** Begin **
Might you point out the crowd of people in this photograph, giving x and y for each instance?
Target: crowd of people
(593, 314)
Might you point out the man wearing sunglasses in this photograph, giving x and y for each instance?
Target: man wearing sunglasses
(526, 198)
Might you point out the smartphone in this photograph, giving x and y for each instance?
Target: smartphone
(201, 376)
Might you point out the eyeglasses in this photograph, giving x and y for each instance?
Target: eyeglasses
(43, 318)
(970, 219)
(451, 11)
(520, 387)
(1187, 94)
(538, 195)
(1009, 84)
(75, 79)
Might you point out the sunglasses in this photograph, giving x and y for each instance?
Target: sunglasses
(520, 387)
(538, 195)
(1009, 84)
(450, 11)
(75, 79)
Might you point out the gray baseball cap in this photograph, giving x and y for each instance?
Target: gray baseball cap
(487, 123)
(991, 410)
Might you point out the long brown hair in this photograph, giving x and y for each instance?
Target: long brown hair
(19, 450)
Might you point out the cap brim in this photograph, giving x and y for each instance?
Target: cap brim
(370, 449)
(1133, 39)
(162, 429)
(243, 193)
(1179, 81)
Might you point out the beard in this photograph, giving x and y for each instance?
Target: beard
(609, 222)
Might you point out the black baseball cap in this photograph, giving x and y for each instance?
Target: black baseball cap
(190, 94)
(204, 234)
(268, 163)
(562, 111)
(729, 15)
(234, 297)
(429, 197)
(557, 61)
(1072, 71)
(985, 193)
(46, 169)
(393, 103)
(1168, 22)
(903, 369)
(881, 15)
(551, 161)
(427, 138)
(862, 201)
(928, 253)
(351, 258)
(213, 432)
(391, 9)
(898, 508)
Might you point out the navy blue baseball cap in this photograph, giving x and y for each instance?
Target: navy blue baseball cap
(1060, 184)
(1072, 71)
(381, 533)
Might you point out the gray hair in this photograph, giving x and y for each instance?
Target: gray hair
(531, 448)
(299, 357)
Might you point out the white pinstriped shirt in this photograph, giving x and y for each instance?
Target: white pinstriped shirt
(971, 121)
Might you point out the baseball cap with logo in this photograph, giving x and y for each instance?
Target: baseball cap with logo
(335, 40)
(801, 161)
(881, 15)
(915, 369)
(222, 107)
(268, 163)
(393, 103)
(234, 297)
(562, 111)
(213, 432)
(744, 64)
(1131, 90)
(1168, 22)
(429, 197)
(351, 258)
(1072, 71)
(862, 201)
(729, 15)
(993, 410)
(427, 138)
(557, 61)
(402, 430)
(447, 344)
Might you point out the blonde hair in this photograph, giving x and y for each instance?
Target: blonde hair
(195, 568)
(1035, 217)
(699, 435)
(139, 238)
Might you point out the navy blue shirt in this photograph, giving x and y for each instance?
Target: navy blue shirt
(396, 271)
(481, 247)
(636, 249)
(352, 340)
** End **
** Begin **
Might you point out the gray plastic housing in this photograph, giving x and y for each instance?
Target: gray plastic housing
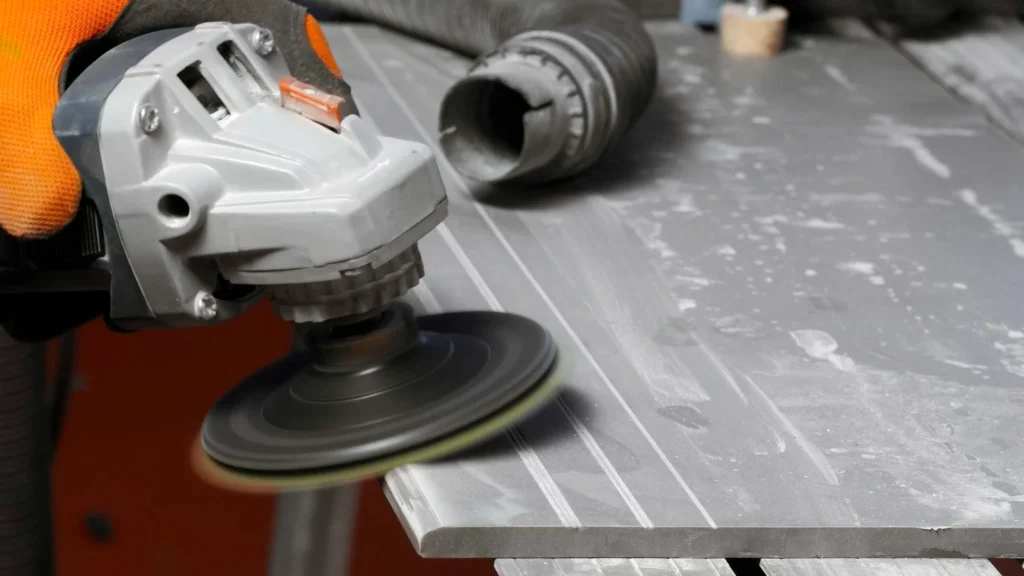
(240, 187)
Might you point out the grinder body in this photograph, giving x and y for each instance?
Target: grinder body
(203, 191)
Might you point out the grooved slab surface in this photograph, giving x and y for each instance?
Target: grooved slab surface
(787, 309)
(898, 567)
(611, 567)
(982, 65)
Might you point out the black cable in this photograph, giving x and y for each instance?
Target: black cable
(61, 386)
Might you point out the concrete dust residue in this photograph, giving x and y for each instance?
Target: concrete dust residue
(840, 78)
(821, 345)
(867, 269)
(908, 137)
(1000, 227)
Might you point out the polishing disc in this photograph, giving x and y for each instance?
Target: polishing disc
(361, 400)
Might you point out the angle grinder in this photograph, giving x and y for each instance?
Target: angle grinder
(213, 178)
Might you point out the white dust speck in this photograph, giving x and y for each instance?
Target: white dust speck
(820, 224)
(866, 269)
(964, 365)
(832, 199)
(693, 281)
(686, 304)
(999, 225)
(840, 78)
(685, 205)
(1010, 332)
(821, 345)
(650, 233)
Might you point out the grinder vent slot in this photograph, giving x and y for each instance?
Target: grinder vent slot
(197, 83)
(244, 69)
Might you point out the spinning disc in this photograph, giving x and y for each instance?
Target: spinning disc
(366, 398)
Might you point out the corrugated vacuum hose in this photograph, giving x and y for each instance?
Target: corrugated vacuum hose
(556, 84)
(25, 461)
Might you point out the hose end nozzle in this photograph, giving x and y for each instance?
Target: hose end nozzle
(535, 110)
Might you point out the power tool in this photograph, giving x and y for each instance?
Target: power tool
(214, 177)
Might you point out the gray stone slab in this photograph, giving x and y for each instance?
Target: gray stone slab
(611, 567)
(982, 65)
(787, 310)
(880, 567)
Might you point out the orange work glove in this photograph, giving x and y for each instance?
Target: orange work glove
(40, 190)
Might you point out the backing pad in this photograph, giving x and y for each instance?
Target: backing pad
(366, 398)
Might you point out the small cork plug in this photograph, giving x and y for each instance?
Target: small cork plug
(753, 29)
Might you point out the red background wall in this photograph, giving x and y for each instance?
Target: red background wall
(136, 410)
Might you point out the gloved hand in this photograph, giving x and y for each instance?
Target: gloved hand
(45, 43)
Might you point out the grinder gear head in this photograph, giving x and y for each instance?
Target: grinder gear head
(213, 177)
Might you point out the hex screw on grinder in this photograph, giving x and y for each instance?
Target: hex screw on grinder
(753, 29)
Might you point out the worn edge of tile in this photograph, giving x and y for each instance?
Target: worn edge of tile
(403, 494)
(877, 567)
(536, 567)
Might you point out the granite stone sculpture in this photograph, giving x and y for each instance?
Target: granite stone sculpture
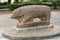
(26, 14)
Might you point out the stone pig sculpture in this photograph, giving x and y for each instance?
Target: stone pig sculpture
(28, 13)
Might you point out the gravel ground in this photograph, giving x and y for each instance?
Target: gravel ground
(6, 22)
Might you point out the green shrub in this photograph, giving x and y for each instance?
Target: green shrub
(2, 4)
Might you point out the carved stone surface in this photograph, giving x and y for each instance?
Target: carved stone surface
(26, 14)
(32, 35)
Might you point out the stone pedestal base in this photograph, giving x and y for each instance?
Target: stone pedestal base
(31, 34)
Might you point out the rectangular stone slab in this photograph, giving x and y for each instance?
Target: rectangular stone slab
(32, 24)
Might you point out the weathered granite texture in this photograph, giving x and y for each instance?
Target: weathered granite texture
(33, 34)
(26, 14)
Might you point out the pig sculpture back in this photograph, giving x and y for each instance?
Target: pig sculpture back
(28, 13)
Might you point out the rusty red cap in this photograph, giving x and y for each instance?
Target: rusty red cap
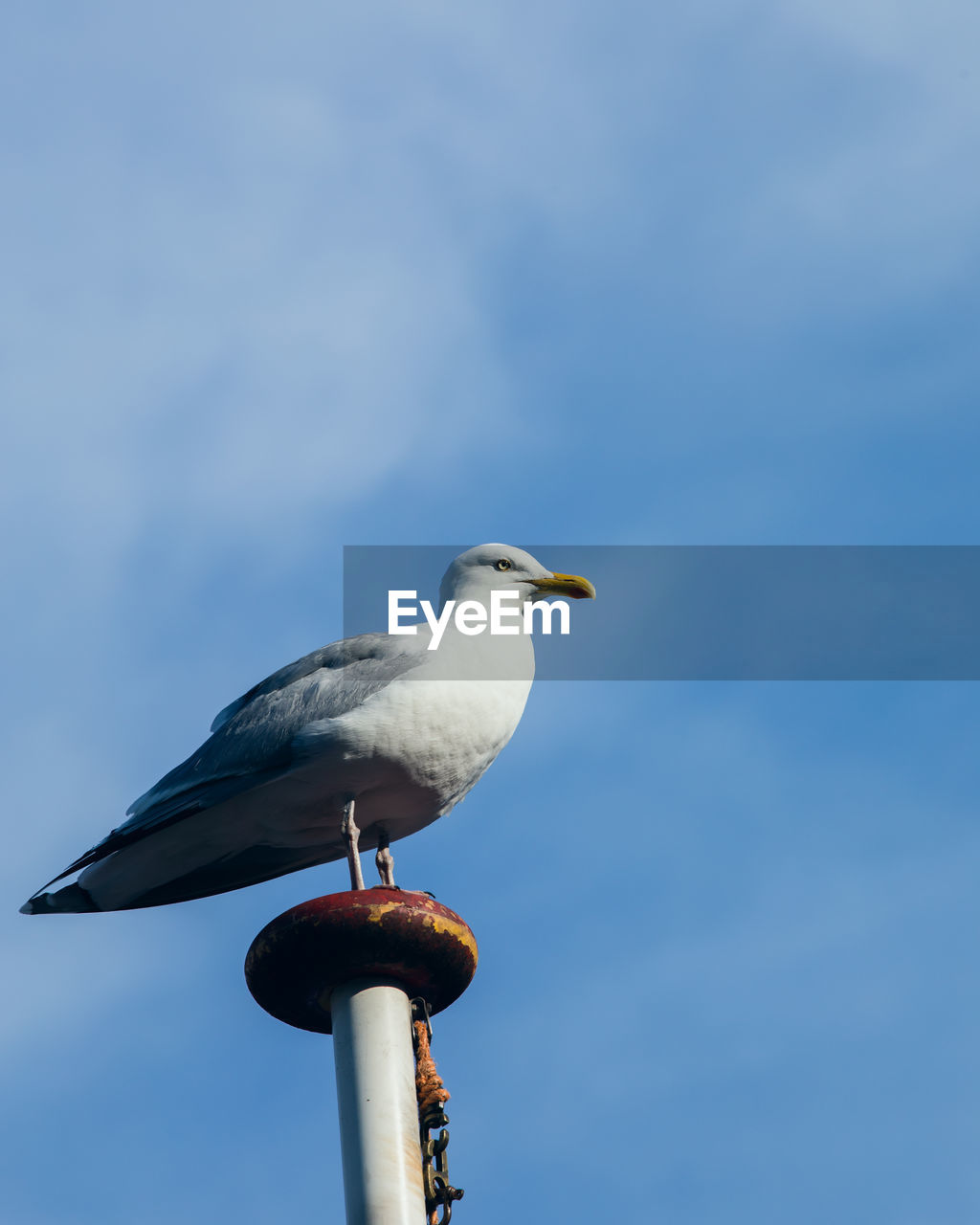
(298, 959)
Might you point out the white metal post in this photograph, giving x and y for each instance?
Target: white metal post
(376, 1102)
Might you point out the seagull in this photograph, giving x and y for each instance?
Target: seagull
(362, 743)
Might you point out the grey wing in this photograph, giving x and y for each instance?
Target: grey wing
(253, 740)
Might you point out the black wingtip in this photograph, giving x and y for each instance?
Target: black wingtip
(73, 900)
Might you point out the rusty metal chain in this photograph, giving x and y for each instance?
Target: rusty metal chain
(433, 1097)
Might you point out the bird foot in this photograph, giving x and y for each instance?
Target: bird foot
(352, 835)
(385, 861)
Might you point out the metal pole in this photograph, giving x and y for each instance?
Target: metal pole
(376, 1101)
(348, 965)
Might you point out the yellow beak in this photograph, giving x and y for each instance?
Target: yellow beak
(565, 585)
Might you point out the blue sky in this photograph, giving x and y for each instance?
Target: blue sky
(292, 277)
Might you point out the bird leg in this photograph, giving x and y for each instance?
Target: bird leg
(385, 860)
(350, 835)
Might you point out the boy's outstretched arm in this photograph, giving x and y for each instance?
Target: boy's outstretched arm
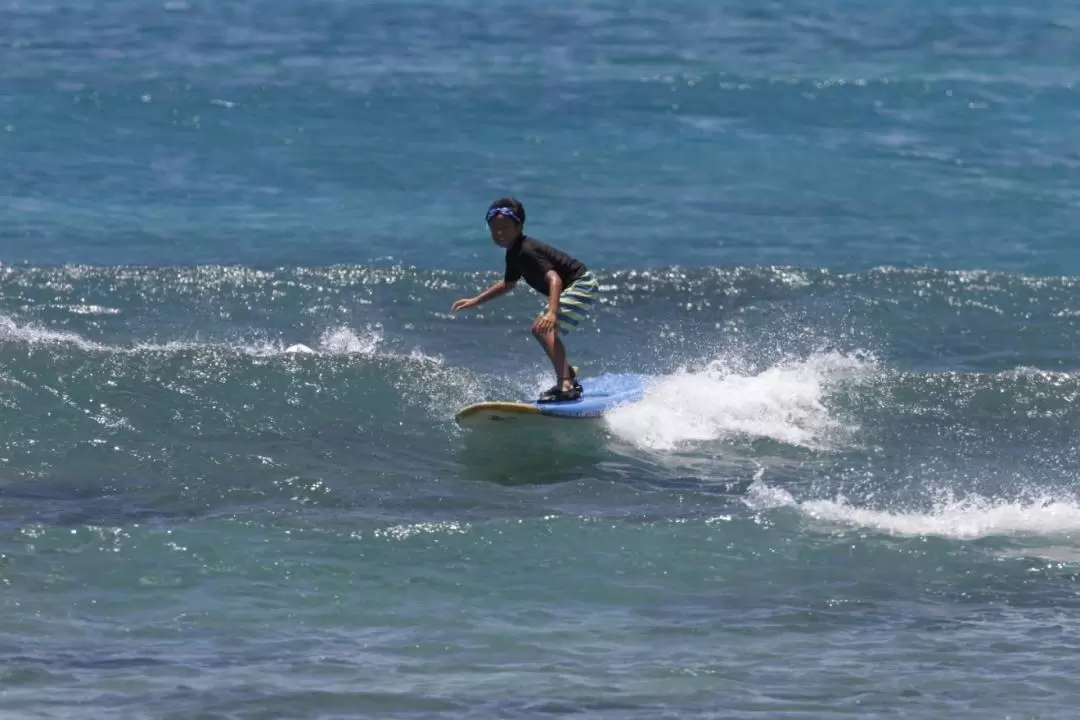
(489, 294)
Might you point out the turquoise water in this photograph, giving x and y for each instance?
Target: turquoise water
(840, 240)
** End **
* [YOUR GOAL]: Reproduce the listing from the line with "Might you point out the grey" up to and including the line with "(433, 1097)", requests included, shifting each coordinate in the answers by adding 12 to both its x and y values.

* [TASK ANSWER]:
Might you point out the grey wing in this photograph, giving x and y for each instance?
Target: grey wing
(265, 752)
Might you point out the black wingtip in this photograph, giving x and y for each instance?
Target: black wingtip
(85, 912)
Might you point out the rusty metal chain in this photograph, giving x and y for each instance?
Target: rusty metal chain
(445, 1109)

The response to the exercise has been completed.